◆ STATED GOAL ◆
Rename "pixels" to "px" everywhere in the data below and reproduce it with nothing else changed.

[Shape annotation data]
*-*-*

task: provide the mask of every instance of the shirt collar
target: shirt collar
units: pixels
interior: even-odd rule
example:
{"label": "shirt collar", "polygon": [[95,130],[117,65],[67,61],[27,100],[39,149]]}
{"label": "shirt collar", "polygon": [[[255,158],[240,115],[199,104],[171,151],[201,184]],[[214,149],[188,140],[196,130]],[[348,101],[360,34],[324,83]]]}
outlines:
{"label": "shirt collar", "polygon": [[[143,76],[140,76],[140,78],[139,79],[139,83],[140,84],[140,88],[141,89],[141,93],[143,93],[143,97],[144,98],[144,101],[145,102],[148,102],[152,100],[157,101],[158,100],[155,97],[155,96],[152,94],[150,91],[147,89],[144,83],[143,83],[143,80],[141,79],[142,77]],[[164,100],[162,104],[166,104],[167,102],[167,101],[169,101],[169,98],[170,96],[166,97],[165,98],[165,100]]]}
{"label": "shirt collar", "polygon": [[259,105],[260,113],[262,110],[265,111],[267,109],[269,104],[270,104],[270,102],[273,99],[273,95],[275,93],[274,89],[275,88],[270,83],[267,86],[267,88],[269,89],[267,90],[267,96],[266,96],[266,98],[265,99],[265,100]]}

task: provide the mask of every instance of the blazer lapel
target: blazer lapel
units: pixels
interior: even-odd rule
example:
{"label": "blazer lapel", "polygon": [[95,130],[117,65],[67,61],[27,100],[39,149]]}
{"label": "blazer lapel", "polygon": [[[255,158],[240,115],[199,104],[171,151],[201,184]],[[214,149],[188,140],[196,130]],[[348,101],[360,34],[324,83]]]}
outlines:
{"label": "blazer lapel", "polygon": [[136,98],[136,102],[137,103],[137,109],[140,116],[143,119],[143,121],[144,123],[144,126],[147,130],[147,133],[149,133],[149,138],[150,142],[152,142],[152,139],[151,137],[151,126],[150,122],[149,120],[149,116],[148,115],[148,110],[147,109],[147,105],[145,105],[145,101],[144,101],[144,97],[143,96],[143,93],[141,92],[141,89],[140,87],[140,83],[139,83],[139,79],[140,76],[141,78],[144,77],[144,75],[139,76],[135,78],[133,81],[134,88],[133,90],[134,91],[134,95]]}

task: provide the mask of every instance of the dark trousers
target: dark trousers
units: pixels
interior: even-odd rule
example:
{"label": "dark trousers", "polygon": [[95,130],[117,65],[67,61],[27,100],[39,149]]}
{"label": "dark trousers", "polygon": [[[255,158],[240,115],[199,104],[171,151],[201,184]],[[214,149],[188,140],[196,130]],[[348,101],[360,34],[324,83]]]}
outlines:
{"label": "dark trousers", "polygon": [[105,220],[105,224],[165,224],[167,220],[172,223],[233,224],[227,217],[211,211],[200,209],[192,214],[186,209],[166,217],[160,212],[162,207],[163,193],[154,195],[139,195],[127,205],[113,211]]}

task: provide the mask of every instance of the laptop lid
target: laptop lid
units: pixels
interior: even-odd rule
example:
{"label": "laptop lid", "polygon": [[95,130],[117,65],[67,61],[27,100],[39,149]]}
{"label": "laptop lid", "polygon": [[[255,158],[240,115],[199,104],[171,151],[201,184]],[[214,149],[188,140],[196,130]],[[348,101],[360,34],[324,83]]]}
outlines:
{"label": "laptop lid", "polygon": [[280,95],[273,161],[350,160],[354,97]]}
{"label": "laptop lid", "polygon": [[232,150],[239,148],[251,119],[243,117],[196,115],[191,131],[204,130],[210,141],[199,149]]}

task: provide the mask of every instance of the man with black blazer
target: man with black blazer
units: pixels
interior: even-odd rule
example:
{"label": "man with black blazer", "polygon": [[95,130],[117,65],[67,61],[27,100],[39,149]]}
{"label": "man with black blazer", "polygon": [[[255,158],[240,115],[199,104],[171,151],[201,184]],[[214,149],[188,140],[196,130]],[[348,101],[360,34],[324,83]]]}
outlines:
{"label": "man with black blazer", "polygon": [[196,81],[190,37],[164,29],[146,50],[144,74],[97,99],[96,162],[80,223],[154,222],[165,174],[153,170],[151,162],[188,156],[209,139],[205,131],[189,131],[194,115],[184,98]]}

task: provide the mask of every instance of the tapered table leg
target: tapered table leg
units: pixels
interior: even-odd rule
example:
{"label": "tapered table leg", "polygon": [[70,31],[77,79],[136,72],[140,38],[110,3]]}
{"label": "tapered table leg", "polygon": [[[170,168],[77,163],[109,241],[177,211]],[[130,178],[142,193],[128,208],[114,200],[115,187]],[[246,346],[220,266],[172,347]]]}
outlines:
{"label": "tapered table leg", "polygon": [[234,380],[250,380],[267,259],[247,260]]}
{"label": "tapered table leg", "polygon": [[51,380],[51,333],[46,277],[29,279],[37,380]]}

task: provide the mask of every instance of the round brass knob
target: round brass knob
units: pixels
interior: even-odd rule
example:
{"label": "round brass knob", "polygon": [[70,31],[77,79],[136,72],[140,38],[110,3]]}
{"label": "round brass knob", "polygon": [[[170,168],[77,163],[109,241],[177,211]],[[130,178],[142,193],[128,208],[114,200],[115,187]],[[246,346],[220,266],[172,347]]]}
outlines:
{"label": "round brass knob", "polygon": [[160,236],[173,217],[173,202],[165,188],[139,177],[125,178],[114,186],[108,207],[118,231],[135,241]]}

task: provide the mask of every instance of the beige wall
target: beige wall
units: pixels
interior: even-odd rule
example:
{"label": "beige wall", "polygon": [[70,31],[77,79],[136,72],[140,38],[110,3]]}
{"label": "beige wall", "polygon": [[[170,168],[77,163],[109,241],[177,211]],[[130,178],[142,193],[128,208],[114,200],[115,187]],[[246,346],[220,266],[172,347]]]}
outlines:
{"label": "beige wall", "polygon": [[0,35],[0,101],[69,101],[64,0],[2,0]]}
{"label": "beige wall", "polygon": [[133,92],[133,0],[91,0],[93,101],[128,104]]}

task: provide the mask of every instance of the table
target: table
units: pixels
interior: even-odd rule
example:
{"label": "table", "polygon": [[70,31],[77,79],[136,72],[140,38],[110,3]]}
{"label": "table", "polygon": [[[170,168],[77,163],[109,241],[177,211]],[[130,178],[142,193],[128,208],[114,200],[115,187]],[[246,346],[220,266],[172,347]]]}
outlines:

*-*-*

◆ TASK OUTPUT ◆
task: provide the mask of every instance of the shirt collar
target: shirt collar
units: px
interior: even-odd rule
example:
{"label": "shirt collar", "polygon": [[95,130],[117,65],[67,61],[27,100],[39,149]]}
{"label": "shirt collar", "polygon": [[[255,158],[240,115],[199,104],[171,151],[201,184]],[[214,149],[188,140],[196,130]],[[348,101],[360,34],[324,83]]]}
outlines:
{"label": "shirt collar", "polygon": [[[143,76],[140,76],[140,78],[139,79],[139,83],[140,84],[140,88],[141,89],[141,93],[143,93],[143,97],[144,98],[144,101],[145,102],[148,102],[152,100],[157,101],[158,100],[155,97],[155,96],[152,94],[150,91],[147,89],[144,83],[143,83],[143,80],[141,79],[142,77]],[[164,100],[162,104],[166,104],[167,102],[167,101],[169,101],[169,98],[170,96],[166,97],[165,98],[165,100]]]}
{"label": "shirt collar", "polygon": [[259,105],[260,113],[262,110],[265,111],[267,109],[269,104],[270,104],[270,102],[273,99],[273,95],[275,93],[274,89],[275,88],[270,83],[267,86],[267,88],[269,89],[267,90],[267,96],[266,96],[266,98],[265,99],[265,100]]}

task: provide the mask of every instance of the blazer lapel
target: blazer lapel
units: px
interior: even-odd rule
example:
{"label": "blazer lapel", "polygon": [[95,130],[117,65],[67,61],[27,100],[39,149]]}
{"label": "blazer lapel", "polygon": [[[255,158],[240,115],[199,104],[171,151],[201,184]],[[214,149],[188,140],[196,130]],[[348,101],[360,34],[324,83]]]}
outlines:
{"label": "blazer lapel", "polygon": [[136,98],[136,102],[137,103],[137,109],[140,116],[143,119],[143,121],[144,123],[144,126],[147,130],[147,133],[149,133],[149,138],[150,142],[152,142],[152,139],[151,137],[151,126],[150,122],[149,120],[149,116],[148,115],[148,110],[147,109],[147,105],[145,105],[145,101],[144,101],[144,97],[143,96],[143,93],[141,92],[141,89],[140,87],[140,83],[139,83],[139,79],[140,76],[141,78],[144,77],[144,75],[139,76],[135,78],[133,81],[134,88],[133,90],[134,91],[134,95]]}

task: provide the mask of every instance of the dark trousers
target: dark trousers
units: px
interior: even-odd rule
example:
{"label": "dark trousers", "polygon": [[95,130],[117,65],[67,61],[27,100],[39,149]]}
{"label": "dark trousers", "polygon": [[[255,158],[240,115],[199,104],[171,151],[201,184]],[[214,149],[188,140],[196,130]],[[348,101],[360,34],[324,83]]]}
outlines:
{"label": "dark trousers", "polygon": [[105,220],[105,224],[165,224],[167,220],[172,223],[233,224],[227,217],[211,211],[200,209],[192,214],[186,209],[166,217],[160,212],[162,207],[163,193],[154,195],[139,195],[127,205],[113,211]]}

task: provide the mask of every instance of the laptop lid
target: laptop lid
units: px
interior: even-odd rule
example:
{"label": "laptop lid", "polygon": [[95,130],[117,65],[67,61],[27,100],[39,149]]}
{"label": "laptop lid", "polygon": [[[255,158],[240,115],[199,104],[171,151],[201,184]],[[214,149],[188,140],[196,130]],[[348,101],[360,34],[324,83]]]}
outlines:
{"label": "laptop lid", "polygon": [[280,95],[273,161],[350,160],[354,97]]}
{"label": "laptop lid", "polygon": [[232,150],[239,148],[251,119],[243,117],[196,115],[191,131],[204,130],[210,141],[199,149]]}

task: provide the mask of every instance of the man with black blazer
target: man with black blazer
units: px
interior: even-odd rule
example:
{"label": "man with black blazer", "polygon": [[95,130],[117,65],[67,61],[27,100],[39,149]]}
{"label": "man with black blazer", "polygon": [[[255,158],[240,115],[199,104],[171,151],[201,184]],[[214,149],[188,140],[196,130]],[[348,101],[360,34],[324,83]]]}
outlines:
{"label": "man with black blazer", "polygon": [[196,81],[190,37],[164,29],[146,50],[144,74],[97,99],[96,162],[80,223],[154,222],[165,174],[153,170],[151,162],[188,156],[209,139],[205,131],[189,131],[194,115],[184,98]]}

task: provide the mask of every instance of the tapered table leg
target: tapered table leg
units: px
interior: even-odd rule
example:
{"label": "tapered table leg", "polygon": [[70,31],[77,79],[136,72],[140,38],[110,3]]}
{"label": "tapered table leg", "polygon": [[[170,168],[77,163],[109,241],[177,211]],[[130,178],[142,193],[128,208],[114,200],[115,187]],[[246,346],[220,266],[172,347]]]}
outlines:
{"label": "tapered table leg", "polygon": [[234,380],[250,380],[267,259],[247,260]]}
{"label": "tapered table leg", "polygon": [[51,380],[51,333],[46,277],[29,279],[37,380]]}

task: provide the mask of every instance of the round brass knob
target: round brass knob
units: px
interior: even-odd rule
example:
{"label": "round brass knob", "polygon": [[70,31],[77,79],[136,72],[140,38],[110,3]]}
{"label": "round brass knob", "polygon": [[[170,168],[77,163],[109,241],[177,211]],[[130,178],[142,193],[128,208],[114,200],[115,187]],[[246,346],[220,266],[172,347]]]}
outlines:
{"label": "round brass knob", "polygon": [[160,236],[173,217],[173,202],[165,188],[139,177],[125,178],[114,186],[108,207],[118,231],[135,241]]}

task: provide the mask of every instance of the beige wall
target: beige wall
units: px
interior: even-odd rule
example:
{"label": "beige wall", "polygon": [[70,31],[77,79],[136,72],[140,38],[110,3]]}
{"label": "beige wall", "polygon": [[[170,168],[77,163],[109,241],[177,211]],[[130,178],[142,193],[128,208],[114,200],[115,187]],[[246,346],[220,266],[172,347]]]}
outlines:
{"label": "beige wall", "polygon": [[0,35],[0,101],[69,101],[64,0],[2,0]]}
{"label": "beige wall", "polygon": [[133,92],[133,0],[91,0],[93,101],[128,104]]}

task: provide the mask of every instance of the table
target: table
units: px
interior: even-odd rule
example:
{"label": "table", "polygon": [[70,31],[77,79],[136,72],[140,38],[110,3]]}
{"label": "table", "polygon": [[[170,168],[77,163],[109,241],[177,211]],[[130,178],[142,193],[128,208],[114,200],[115,187]],[[246,346],[220,266],[172,347]]]}
outlines:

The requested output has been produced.